**Extracted records:**
* * *

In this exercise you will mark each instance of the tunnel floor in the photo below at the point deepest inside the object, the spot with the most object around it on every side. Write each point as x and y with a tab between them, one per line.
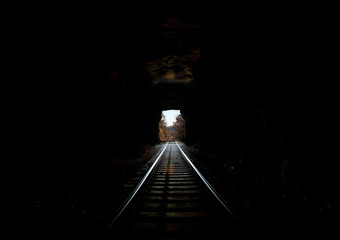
88	206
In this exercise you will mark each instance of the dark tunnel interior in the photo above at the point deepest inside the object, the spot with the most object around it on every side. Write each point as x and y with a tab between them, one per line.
255	90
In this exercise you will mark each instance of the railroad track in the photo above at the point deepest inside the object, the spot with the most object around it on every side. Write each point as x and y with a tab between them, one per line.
173	201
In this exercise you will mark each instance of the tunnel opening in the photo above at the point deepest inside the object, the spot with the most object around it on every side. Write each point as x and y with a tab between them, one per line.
171	126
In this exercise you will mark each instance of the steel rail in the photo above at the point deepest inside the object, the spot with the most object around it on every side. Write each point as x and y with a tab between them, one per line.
129	199
214	192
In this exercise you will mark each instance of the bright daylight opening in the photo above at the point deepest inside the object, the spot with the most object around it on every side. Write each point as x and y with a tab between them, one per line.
171	126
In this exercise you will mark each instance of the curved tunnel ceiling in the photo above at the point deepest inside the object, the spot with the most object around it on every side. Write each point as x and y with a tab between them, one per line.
174	46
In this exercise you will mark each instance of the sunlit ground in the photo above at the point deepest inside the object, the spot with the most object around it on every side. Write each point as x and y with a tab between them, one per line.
170	116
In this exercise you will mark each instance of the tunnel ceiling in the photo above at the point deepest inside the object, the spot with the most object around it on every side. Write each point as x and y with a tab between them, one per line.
175	47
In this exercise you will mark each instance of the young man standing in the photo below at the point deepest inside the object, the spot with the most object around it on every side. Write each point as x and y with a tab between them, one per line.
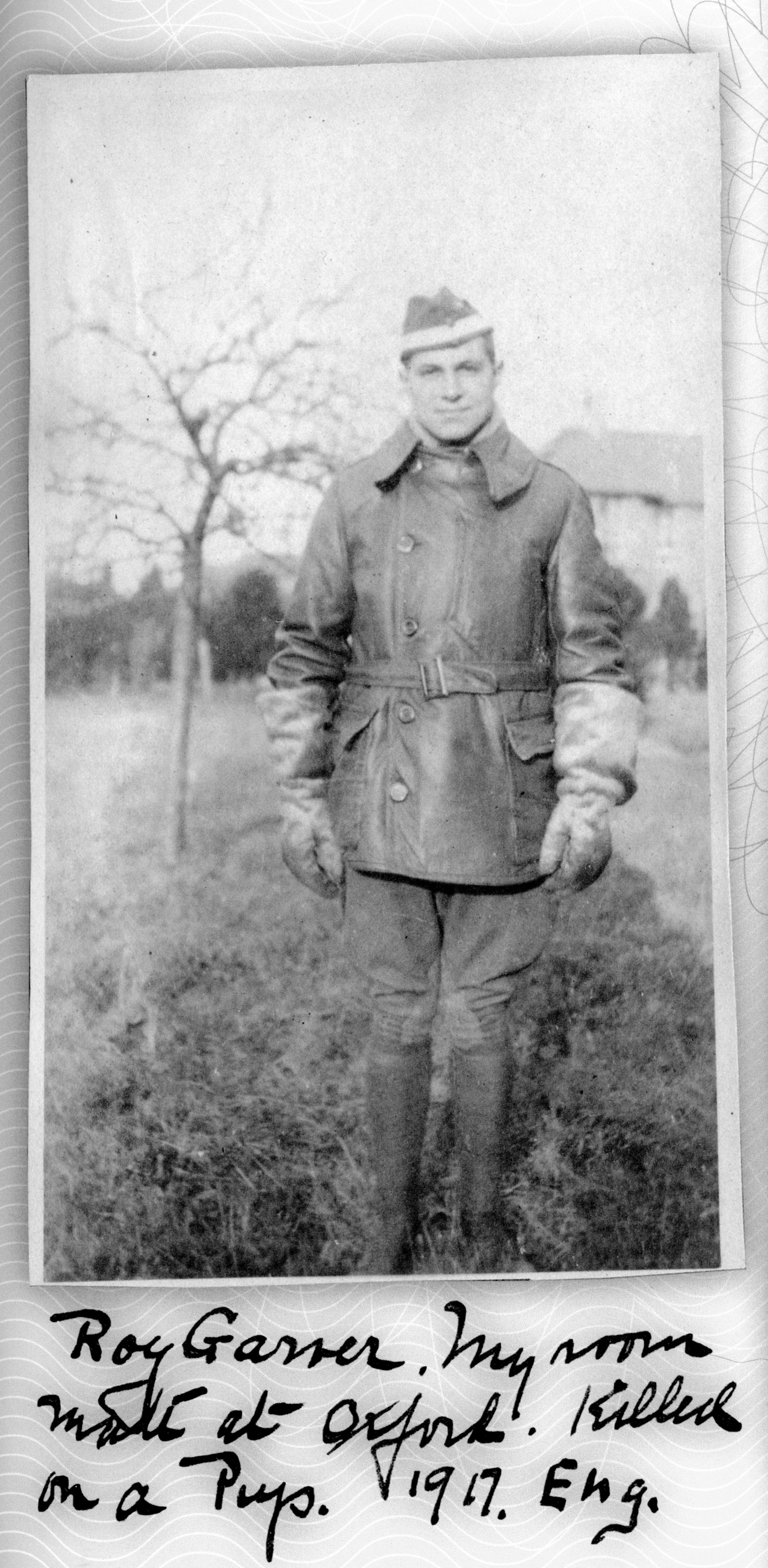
452	725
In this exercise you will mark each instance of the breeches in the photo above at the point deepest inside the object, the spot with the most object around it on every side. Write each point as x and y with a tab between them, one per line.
417	945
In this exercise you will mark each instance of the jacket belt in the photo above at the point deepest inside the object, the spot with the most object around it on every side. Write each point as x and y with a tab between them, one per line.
440	678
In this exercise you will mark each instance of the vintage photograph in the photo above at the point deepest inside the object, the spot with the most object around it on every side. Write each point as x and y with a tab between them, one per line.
377	554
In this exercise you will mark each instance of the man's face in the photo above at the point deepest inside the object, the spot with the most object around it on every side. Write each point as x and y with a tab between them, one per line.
452	389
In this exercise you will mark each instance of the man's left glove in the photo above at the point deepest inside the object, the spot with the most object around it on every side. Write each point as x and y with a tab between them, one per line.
578	841
298	727
596	744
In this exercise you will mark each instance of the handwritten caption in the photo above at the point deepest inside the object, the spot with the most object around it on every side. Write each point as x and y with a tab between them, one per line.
394	1434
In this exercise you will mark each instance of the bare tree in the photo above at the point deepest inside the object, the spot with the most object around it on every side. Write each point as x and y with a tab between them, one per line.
198	402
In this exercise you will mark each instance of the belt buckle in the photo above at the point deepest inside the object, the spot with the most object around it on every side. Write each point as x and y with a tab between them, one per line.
424	670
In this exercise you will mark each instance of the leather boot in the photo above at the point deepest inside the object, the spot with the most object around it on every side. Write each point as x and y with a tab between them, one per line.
399	1101
482	1087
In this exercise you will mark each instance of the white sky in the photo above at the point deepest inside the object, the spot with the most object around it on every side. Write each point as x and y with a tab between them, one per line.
574	201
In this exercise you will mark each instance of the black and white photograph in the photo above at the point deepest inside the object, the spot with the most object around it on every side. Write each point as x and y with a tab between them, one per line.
378	675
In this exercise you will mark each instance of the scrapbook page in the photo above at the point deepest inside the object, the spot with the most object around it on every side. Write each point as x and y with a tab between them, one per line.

* * *

**Prompt:** Keep every word of the data as it is when you write it out, but drop the pictures.

**Solution to this problem:**
In this exercise you will mark each instance of the tunnel floor in the photo below at the point deepest inside the object, the spot with the most object around it on every side. Write each point as x and y with a tab between them, one per line.
88	206
In this exercise you will mark each instance of the dark tunnel interior in the photo above at the point deepest inside the object, the spot with the most object around it on every side. Write each point as x and y with a tab between them, one per line.
255	90
In this exercise you will mark each instance of the railroad track in the photo above at the point deepest inside the object, the spot with the most object around it on every side. Write each point as x and y with a tab between them, one per line.
173	201
In this exercise you will mark each instance of the tunnel opening in the photo above at the point deepest inside the object, the spot with the most object around it on every side. Write each point as x and y with a tab between them, one per line.
171	126
In this exercise you will mark each instance of the steel rail in the photo above at the point deepest inside the object, the spot with the most object around it on every side. Write each point as x and y with a tab between them, one per line.
129	199
214	192
In this exercise you will mark each instance of the bright daylight opening in the photo above at the point deepest inside the object, the spot with the most object around it on every side. Write each point as x and y with a tab between them, one per line.
171	126
In this exercise you will mark each instance of the curved tunnel ceiling in the photo above at the point deepest inside the object, the spot with the most object around it on every side. Write each point as x and y with a tab between them, one per line.
174	46
In this exercise you will mark each instance of the sunlit ground in the photo above at the point deepest inside the object, the spot with the most object around it on every side. Write each point as x and y with a tab between them, one per line.
170	116
In this exercise you will mark each instance of the tunnel ceiling in the photo above at the point deepest inside the object, the spot with the most object around it on every side. Write each point as x and y with a tab between them, one per line.
175	47
In this exercise you will mark each instance of the young man standing in the photo below at the point deepest inside the object, the spot with the most object around it on every side. Write each point as x and y with a tab between them, one per line.
452	725
In this exercise you will mark each instance of the breeches in the photo above at the point deepest inside the object, the spot with the most object around it on every side. Write each point as x and y with a tab between them, one per line.
417	945
In this exercise you will mark each instance of the jacket belt in the photo above at the point deepest inside the object, the spot with the most object around it on every side. Write each point as x and y with a tab between them, one per line.
440	678
In this exercise you will mark each instance of the vintage photograph in the photo above at the point deepest inside the object, the spot with the most object around it on every side. Write each point as x and y with a tab between them, one per line.
377	554
In this exercise you will mark each instance of the man's face in the photo above at the point deepest inside the object, the spot with the most object around it on every side. Write each point as x and y with a tab between them, one per line.
452	389
In this exercise you will mark each instance of the man's left glove in the photo above at the point deepest inside the object, the spot with the most object around it on every side. Write each point as x and y with a tab between them, one per line.
578	841
298	727
596	744
In this exercise you will mark each instance of the handwritten caption in the photo above at the point deepest inside the object, the spot with the most object around it on every side. Write each point as x and y with a tab between them, one per line.
394	1434
In this exercise you will mark each instance of the bare tree in the photo above at the point deepest inside the object, the spot with the most object around it on every side. Write each point as x and y with a tab between them, one per line.
198	402
In this exercise you will mark each instance of the belt buckle in the photo above at the point deepest inside the object, the spot with the most object around it on every side. Write each point as x and y with a tab between them, one per line.
424	670
In this exercise you will mark each instance of the leather boot in the photo above at the point deepest inside the object, the spot with the most object around it on every side. Write each point as x and y with a tab between them, one per line.
399	1101
482	1087
In this exercise you will mark each instance of the white sky in the photo above at the point deepest inside the object, the spot with the most object around it on every side. Write each point as x and y with a tab between them, one per line.
574	201
In this exercise you will mark each instance of the black and white photograph in the photo above at the point deepest inside the object, the spot with the most object around it on every side. Write each point as x and y with a tab between them, one per line.
378	675
In this exercise you will mark each instance of the scrapbook page in the photo above at the point deepest inside the object, the spot with the most object around it on every side. Write each point as x and y with a tab between them, one per line.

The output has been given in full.